Records for this exercise START
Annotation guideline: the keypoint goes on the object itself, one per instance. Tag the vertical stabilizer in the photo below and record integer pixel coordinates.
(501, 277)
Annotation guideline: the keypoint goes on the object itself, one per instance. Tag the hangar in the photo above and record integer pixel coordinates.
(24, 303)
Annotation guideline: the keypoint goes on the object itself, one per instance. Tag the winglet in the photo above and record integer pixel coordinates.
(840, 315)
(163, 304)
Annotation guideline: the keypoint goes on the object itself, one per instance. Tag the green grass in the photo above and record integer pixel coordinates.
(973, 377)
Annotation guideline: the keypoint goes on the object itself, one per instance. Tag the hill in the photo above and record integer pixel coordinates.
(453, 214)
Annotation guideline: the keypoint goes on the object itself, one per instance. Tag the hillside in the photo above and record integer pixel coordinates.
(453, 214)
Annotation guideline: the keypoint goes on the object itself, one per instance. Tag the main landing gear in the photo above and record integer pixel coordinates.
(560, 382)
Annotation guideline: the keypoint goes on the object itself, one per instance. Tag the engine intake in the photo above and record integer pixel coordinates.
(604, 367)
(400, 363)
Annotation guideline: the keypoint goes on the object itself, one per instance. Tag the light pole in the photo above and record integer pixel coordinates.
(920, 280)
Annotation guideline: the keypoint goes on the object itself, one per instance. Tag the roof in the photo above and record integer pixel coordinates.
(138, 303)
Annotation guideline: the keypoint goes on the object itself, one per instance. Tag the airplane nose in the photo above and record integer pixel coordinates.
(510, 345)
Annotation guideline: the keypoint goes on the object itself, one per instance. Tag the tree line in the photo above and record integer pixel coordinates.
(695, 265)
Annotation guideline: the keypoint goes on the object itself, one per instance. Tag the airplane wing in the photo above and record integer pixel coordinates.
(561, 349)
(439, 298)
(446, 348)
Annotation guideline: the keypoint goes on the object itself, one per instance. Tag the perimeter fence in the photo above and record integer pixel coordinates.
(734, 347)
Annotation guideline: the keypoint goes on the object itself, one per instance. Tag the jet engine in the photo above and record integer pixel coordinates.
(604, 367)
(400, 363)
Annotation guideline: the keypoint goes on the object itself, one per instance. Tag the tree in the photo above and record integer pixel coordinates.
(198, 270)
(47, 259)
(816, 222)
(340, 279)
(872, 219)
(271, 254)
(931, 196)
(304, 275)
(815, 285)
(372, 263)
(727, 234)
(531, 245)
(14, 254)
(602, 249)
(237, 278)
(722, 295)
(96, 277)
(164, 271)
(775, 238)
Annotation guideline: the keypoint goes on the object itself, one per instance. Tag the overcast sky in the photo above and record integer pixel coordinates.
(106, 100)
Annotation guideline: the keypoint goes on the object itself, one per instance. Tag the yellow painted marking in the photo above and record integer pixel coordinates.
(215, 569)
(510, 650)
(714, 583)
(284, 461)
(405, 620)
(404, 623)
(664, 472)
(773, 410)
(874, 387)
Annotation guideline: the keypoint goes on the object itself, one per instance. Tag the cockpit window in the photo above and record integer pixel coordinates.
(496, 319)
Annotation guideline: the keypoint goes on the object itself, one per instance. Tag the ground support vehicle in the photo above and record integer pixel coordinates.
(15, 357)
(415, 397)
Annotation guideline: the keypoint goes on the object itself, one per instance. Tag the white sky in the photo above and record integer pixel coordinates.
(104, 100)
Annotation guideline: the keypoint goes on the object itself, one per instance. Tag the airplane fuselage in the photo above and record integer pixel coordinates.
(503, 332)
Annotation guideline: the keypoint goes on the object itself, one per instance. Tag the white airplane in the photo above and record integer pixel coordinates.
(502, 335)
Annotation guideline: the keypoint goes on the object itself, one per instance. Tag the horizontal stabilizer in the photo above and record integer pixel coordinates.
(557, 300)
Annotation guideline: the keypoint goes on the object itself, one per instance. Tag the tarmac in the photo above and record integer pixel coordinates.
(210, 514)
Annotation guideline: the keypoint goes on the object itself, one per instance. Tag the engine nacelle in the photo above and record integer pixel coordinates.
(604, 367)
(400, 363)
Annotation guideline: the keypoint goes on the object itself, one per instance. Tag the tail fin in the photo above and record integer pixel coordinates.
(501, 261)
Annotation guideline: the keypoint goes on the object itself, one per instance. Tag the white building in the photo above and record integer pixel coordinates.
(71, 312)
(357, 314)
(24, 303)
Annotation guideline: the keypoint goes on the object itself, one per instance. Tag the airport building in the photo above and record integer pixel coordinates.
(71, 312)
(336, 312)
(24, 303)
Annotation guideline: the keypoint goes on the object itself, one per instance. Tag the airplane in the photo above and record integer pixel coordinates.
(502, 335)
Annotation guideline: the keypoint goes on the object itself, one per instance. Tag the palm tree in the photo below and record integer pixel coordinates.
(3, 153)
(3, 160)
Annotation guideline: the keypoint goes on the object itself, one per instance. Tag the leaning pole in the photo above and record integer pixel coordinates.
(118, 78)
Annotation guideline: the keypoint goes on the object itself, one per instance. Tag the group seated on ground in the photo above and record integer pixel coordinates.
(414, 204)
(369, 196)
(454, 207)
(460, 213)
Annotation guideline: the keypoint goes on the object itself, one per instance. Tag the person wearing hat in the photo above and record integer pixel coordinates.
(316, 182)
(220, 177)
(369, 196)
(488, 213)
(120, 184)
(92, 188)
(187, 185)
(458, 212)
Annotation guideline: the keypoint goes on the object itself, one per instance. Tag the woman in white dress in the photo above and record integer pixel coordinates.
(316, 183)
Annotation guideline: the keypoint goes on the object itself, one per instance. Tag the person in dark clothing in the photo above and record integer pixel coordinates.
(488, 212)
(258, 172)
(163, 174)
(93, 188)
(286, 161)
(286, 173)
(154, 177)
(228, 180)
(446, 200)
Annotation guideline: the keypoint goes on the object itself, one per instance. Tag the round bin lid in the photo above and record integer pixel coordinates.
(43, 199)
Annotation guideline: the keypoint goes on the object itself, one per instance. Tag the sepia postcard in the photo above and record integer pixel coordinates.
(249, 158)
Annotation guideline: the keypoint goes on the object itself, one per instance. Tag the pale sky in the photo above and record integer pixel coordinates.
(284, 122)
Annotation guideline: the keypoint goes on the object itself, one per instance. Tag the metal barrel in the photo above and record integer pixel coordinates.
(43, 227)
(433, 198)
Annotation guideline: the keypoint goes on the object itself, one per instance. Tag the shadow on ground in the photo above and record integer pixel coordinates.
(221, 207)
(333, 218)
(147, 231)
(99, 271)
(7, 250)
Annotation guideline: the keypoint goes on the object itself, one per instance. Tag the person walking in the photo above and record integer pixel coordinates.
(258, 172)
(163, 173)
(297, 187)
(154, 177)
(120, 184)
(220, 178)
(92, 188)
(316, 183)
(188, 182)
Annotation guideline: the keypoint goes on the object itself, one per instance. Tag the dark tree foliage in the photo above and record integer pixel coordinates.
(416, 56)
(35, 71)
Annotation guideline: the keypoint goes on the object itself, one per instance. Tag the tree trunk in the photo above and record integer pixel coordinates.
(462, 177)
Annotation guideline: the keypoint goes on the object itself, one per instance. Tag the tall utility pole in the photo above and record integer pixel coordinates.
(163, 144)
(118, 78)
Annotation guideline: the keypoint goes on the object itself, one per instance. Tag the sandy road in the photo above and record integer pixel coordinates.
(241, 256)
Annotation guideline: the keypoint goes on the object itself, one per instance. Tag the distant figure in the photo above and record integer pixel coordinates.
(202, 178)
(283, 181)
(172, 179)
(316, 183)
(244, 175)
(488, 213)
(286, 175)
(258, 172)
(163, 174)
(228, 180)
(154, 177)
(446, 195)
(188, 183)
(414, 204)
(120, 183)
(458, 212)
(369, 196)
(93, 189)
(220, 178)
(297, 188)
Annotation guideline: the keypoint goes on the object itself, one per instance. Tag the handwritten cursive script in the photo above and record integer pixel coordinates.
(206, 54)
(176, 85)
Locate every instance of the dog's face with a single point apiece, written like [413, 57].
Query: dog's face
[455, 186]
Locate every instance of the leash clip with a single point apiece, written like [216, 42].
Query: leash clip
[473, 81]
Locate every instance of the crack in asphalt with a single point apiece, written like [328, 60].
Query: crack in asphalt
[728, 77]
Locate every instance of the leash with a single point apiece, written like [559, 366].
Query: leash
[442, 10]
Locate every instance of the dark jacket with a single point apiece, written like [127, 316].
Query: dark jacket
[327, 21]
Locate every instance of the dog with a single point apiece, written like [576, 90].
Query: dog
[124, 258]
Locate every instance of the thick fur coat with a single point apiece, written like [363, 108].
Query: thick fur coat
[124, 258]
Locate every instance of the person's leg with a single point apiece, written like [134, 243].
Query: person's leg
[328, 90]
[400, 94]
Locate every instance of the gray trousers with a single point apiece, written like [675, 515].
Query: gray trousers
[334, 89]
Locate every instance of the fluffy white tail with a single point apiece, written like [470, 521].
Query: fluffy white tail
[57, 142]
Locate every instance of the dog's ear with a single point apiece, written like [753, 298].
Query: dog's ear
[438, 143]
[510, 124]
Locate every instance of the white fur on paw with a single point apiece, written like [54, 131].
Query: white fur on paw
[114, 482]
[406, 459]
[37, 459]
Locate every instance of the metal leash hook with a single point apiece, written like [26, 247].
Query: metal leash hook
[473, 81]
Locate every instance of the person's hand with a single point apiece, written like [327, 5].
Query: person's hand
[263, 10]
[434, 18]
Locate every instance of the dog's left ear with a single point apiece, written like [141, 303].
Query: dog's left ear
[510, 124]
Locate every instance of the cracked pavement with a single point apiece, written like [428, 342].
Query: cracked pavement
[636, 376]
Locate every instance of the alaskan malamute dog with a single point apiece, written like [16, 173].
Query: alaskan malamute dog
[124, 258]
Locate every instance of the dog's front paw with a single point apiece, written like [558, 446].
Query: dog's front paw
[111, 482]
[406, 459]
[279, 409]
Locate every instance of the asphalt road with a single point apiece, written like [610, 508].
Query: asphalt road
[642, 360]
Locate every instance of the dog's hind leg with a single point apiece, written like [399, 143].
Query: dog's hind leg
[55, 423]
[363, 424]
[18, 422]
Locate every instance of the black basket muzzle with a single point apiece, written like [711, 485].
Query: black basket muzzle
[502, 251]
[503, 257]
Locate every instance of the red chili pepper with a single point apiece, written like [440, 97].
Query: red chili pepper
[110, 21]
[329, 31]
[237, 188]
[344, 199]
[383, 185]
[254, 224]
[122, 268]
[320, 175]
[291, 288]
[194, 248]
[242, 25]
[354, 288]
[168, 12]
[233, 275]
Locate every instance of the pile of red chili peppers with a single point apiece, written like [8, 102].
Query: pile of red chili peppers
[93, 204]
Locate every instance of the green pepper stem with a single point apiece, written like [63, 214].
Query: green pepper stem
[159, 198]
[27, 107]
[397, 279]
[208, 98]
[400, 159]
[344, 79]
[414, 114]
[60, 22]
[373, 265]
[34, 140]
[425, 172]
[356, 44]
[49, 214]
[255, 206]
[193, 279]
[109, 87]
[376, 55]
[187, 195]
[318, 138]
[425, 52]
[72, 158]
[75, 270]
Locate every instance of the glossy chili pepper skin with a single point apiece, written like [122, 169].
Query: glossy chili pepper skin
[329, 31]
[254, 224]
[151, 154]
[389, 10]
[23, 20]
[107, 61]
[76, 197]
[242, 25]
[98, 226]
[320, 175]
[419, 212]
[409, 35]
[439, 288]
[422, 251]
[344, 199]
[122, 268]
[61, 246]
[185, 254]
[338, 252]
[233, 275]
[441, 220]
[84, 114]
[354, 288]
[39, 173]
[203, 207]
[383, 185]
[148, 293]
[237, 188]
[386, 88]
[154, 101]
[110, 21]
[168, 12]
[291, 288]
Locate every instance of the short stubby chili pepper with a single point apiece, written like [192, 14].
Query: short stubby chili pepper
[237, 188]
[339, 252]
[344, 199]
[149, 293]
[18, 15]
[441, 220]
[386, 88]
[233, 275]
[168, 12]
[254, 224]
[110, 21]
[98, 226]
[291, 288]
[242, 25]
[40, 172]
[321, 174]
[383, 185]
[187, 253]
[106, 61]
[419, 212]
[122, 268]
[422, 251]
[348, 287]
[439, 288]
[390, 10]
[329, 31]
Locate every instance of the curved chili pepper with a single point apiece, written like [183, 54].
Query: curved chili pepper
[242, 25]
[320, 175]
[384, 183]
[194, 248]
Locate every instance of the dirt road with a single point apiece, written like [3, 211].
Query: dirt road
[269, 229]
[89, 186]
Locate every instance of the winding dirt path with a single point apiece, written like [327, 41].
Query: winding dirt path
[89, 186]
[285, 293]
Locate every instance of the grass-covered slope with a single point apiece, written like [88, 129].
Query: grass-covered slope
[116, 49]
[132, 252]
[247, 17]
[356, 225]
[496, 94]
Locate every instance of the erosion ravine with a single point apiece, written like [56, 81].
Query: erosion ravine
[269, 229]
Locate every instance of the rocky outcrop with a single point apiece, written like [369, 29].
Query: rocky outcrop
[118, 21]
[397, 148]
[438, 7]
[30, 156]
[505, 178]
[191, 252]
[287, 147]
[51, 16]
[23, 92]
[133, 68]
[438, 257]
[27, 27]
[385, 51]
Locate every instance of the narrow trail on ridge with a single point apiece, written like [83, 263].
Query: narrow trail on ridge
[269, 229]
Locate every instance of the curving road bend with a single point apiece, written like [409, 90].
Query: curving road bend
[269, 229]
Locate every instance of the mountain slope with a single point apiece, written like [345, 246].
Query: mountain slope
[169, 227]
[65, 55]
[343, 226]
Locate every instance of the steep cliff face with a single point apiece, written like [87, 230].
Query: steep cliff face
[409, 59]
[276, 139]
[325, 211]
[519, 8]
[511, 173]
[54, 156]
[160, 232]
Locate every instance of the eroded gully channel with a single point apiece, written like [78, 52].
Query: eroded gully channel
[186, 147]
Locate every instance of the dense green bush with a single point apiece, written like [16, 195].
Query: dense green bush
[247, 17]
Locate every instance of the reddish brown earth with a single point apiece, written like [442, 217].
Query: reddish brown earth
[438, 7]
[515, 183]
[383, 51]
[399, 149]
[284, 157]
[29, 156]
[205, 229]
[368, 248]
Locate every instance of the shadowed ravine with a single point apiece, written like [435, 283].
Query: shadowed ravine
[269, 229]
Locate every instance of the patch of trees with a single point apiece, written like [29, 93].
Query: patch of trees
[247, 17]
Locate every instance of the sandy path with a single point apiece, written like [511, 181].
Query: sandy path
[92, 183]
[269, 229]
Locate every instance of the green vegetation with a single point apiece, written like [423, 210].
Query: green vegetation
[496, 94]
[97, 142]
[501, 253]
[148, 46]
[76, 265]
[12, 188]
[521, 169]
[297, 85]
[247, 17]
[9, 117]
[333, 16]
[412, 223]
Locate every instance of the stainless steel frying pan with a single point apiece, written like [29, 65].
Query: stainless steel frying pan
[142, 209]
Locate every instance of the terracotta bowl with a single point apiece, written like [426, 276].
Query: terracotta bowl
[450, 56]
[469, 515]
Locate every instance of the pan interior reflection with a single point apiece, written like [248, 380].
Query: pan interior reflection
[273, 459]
Records for this exercise END
**Exercise prompt**
Look above for the line holding "Query: winding dirt path" and the line holding "Locate every instance of the rocky", then output exactly those two lines and every line between them, nothing more.

**Response box**
Query: winding dirt path
[89, 186]
[285, 293]
Locate every instance of the grass-covered slope with a single point apiece, written like [88, 129].
Query: grass-covered slope
[116, 49]
[132, 252]
[247, 17]
[356, 225]
[496, 94]
Locate every instance of the erosion ravine with a single point apiece, written like [56, 81].
Query: erosion ravine
[269, 229]
Locate every instance of the rocky outcrop with a single point apiece, written like [369, 29].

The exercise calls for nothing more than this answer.